EXTRACT:
········
The object of the invention is to provide a facade assembly that
permits better sealing of the joint between facade element and the
story outer edge in the fire situation and thus provides better
fire protection.
To solve the object, a facade assembly for a building is provided,
with at least one facade element, which can be fastened to a story
outer edge of the building, and with at least one fire-protection
element, which is installed between the facade element and the
story outer edge, wherein the fire-protection element comprises an
insulating layer and a fire-protection mat, wherein the insulating
layer has a first side face facing the facade element and a second
side face which is disposed opposite the first side face and faces
the story outer edge, and a bottom face, which extends between the
first and second side face, and wherein the fire-protection mat
wraps around the bottom face of the insulating layer and bears
against at least one part of the first and second side face. By the
fact that the fire-protection mat surrounds the insulating layer in
the mounted condition on its bottom side, it shields this from
possible heat exposure during a fire and thus protects the
insulating layer from intensified volume reduction and accelerated
loss of the retention force induced in the mineral wool by
compression.
In an alternative embodiment of the inventive facade assembly, the
fire-protection mat wraps around the insulating layer completely,
so that all sides of the insulating layer are surrounded by the
fire-protection mat. This further facilitates the installation of
the fire-protection element.
In contrast to a fire-protection system with intumescent
fire-protection elements, the insulating layer at the face of
contact with the facade element and the story outer edge on the
wall or the inter-story ceiling of the building is not compressed
by the fire-protection mat and also does not burn away.
The facade element is known in principle from the prior art.
········
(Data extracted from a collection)

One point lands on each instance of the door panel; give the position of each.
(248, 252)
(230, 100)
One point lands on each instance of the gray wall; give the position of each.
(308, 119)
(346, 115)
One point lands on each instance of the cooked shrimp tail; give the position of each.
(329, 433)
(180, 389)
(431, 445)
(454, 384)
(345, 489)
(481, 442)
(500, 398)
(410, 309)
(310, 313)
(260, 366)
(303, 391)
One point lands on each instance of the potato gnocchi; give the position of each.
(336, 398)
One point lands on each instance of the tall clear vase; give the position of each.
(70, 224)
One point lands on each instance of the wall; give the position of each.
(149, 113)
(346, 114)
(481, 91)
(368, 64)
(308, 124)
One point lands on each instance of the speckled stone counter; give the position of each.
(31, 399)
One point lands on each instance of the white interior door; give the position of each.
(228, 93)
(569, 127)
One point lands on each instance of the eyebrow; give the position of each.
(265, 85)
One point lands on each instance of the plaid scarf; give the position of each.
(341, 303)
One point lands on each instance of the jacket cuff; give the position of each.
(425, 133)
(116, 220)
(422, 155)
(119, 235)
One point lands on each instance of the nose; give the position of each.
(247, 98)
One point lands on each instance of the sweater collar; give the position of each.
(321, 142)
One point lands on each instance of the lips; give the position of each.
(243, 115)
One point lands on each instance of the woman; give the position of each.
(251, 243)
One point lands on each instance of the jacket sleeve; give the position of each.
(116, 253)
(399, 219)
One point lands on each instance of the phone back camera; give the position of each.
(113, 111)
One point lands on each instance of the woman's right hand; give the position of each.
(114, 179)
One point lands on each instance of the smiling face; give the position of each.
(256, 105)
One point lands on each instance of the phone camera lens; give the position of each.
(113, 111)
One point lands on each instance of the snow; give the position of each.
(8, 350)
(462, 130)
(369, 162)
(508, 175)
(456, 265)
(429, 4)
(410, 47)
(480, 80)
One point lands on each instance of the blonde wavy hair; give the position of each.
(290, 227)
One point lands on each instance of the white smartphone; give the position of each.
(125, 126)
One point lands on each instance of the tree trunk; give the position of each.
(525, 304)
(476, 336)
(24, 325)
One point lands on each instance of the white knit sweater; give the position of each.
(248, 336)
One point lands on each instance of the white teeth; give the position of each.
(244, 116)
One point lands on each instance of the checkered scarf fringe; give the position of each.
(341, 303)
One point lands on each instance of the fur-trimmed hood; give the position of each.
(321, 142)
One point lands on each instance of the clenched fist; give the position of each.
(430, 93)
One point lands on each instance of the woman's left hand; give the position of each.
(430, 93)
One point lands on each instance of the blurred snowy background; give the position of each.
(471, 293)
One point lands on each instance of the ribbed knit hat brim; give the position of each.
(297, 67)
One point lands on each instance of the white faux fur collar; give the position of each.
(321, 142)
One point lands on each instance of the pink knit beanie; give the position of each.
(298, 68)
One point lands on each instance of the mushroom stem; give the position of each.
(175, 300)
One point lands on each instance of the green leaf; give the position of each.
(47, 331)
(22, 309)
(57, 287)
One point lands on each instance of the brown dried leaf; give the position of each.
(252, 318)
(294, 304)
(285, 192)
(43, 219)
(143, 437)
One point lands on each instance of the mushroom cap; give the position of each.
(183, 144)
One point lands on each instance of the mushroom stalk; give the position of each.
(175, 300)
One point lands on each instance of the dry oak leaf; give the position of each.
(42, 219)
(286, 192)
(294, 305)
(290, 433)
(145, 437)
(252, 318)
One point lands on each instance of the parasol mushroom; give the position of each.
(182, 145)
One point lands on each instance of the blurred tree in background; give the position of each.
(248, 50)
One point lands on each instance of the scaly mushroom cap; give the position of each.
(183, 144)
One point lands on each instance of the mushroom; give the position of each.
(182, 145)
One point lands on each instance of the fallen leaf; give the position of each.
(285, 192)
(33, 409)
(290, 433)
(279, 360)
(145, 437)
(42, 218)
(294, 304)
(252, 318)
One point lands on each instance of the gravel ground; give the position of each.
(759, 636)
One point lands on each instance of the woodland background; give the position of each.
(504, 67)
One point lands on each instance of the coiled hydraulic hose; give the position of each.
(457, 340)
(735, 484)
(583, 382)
········
TASK LIST:
A - Condense the paragraph of the facade-assembly excerpt that begins "In an alternative embodiment" into a single shorter sentence that keeps its main facts.
B - Arrange the rows as a JSON list of strings, one string per line and no blank lines. Start with the line that contains "One point lands on each instance of the mushroom cap;" and go on through the last line of the rows.

THE SOLUTIONS:
A - In an alternative embodiment, the fire-protection mat wraps completely around the insulating layer so that it surrounds every side, which further eases installation of the fire-protection element.

B -
[
  "One point lands on each instance of the mushroom cap; give the position of each.",
  "(183, 144)",
  "One point lands on each instance of the mushroom stalk; give the position of each.",
  "(175, 300)",
  "One point lands on each instance of the dry oak leaf; give the position of each.",
  "(42, 219)",
  "(286, 192)",
  "(294, 305)",
  "(290, 433)",
  "(145, 437)",
  "(252, 318)",
  "One point lands on each instance of the parasol mushroom; give the position of each.",
  "(182, 145)",
  "One point lands on each instance of the blurred tree in background; give the position of each.",
  "(248, 50)",
  "One point lands on each instance of the scaly mushroom cap; give the position of each.",
  "(183, 144)",
  "One point lands on each instance of the mushroom; give the position of each.",
  "(182, 145)",
  "One point lands on each instance of the fallen leaf; give the position of each.",
  "(285, 192)",
  "(33, 409)",
  "(290, 433)",
  "(279, 360)",
  "(145, 437)",
  "(42, 218)",
  "(294, 304)",
  "(252, 318)",
  "One point lands on each instance of the gravel ground; give the position of each.",
  "(759, 636)",
  "One point lands on each instance of the woodland background; give the position of each.",
  "(504, 67)",
  "One point lands on each instance of the coiled hydraulic hose; give the position of each.",
  "(457, 340)",
  "(735, 484)",
  "(583, 382)"
]